Brief a - State how many lines of the records contain the string "walking". Give only the number.

Text to read -
23. I am thus of the considered view that the plea of the respondent of there being lack of jurisdiction arising from the award being more than the reference cannot be sustained.
24. The second objection arises from the fact as to whether liquidated damages fell within excepted matters. The relevant clause 15.1 has already been reproduced herein above. It is relevant to note that all that has been stipulated is that liquidated damages for delay were liable to be levied at the rate of half per cent of the contract value per fortnight or part thereof but subject to a ceiling of the 5% value. The respondent Corporation was not bound to prove that it had suffered to the extent of the liquidated damages claim. I am in agreement with the plea of the learned counsel for the petitioner that in view of the wording of the clause, the quantum could not be gone into. However, the issue whether the liquidated damages could be imposed was an issue which was arbitrable. This is so since the relevant clause 5.1 does not make the decision of the respondent Corporation "final and binding". It is also relevant to point out that the arbitration clause 18.1 does not begin with any non-obstante clause. The only exception made is in respect of matters which are to be decided as per the provisions made in the terms and conditions.
Page 0840
25. In Principal Chief Engineer-cum-Secretary, Sikkim Public Works Deptt. case (supra), the Apex Court has considered the question of the nature of clauses the subject matter of which was not arbitrable. These are "no claim", "no damages" or "no liability" clauses. The other category of claims is where a dispute or difference has to be determined by the authority designated as provided in the relevant clause. None of these eventualities exists in the present case. There is no specific authority designated whose decision is final and binding on this issue. It is thus not only in issue based on acquiescence or waiver.
26. There is also substance in the contention of the learned counsel for the respondent that in view of there being no such clear-cut exception provided for in clause 15.1, matters of acquiescence and abandonment would arise. In this behalf, the judgment in Food Corporation of India case (supra) may be referred to where the relevant clause 12 of the agreement was as under:
The decisions of the Senior Regional Manager regarding such failure of the contractors and their liability for the losses etc. suffered by the Corporation shall be final and binding on the contractors.
27. Despite the aforesaid position, it was found that the Food Corporation of India as a matter of fact desired an adjudication of their claim from a civil court rather than relying on the adjudicatory process available in the contract itself through their own Senior Manager. This positive act of Food Corporation of India not to put any reliance on that particular clause of the agreement was held to be a positive relinquishment or abandonment of a right so far as the adjudication of excepted matters is concerned.
28. In the present case, there is absence of such a clause providing for the decision of the particular officer to be final and binding on the petitioner. The respondent did not raise any objection about the matter being excepted matter even before the arbitrator. In fact, referring authority being the Managing Director of the respondent himself referred these very claims to the arbitrator since the claims really arise from the levy of liquidated damages by the respondent.
29. In view of the aforesaid, I do not find any merit even in this objection.
30. The last aspect is about the rate of interest granted at the rate of 15% per annum. It was put to learned counsel for the petitioner that this court has been granting interest at the rate of 12% per annum for the past including the relevant periods in question as per the prevailing rates of interest and thus the same interest ought to be granted. This position was not seriously disputed by learned counsel for the petitioner. I am of the considered view that the petitioner should be held entitled to interest at the rate of 12% per annum instead of 15% per annum from one month after the date of award till the date of decree.
31. The objections stand disposed of.
CS (OS) 171A/1995
32. In view of the objections having been disposed of, the award of Shri B.K. Madan, Sole Arbitrator dated 15.12.1994 is made a Rule of the Court Page 0841 with the modification that the petitioner is held entitled to interest at the rate of 12% per annum instead of 15% per annum from 15.1.1995 till date of decree. The petitioner shall also be entitled to future interest at the rate of 9% per annum simple interest from the date of decree till date of realisation.
33. The parties are left to bear their own costs.
34. Decree sheet be drawn up accordingly.

Supplied data -
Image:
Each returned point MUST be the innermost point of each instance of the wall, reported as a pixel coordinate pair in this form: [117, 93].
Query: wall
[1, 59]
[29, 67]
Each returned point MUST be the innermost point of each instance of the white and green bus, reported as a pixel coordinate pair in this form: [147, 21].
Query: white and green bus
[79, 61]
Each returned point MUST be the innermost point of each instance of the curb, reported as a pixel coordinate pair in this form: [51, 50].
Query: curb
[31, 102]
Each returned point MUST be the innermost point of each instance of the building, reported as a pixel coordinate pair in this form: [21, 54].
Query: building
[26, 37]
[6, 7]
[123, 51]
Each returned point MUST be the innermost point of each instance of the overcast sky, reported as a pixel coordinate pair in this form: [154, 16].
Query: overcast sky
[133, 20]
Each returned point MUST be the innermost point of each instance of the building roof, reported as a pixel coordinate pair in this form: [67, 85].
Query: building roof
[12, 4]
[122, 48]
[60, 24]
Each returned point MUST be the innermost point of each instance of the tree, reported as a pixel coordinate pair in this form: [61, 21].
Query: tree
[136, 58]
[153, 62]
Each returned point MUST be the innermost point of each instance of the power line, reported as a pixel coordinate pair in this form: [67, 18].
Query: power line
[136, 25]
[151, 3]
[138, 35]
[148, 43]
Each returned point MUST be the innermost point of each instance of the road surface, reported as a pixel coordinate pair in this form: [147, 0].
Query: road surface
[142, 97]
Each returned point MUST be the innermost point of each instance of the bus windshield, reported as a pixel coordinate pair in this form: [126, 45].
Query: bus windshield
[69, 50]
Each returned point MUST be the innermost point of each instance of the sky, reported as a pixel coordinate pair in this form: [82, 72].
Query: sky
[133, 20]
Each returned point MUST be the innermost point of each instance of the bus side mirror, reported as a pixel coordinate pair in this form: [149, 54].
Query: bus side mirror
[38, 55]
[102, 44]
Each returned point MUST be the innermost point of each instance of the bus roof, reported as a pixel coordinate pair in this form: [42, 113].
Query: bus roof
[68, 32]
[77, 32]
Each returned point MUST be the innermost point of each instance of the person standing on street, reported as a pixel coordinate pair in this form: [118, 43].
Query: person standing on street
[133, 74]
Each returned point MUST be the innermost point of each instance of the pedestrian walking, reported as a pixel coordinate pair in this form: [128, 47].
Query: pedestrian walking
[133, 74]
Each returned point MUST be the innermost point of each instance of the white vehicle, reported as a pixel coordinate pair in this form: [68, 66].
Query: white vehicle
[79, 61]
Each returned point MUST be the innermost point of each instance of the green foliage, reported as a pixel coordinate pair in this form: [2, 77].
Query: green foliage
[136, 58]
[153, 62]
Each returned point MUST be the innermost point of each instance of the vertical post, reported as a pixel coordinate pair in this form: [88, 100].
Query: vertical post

Brief b - In the court judgment above, what rate of future interest is the petitioner entitled to from the date of decree until the date of realization?

Exercise answer a - 2

Exercise answer b - Simple interest at 9% per annum.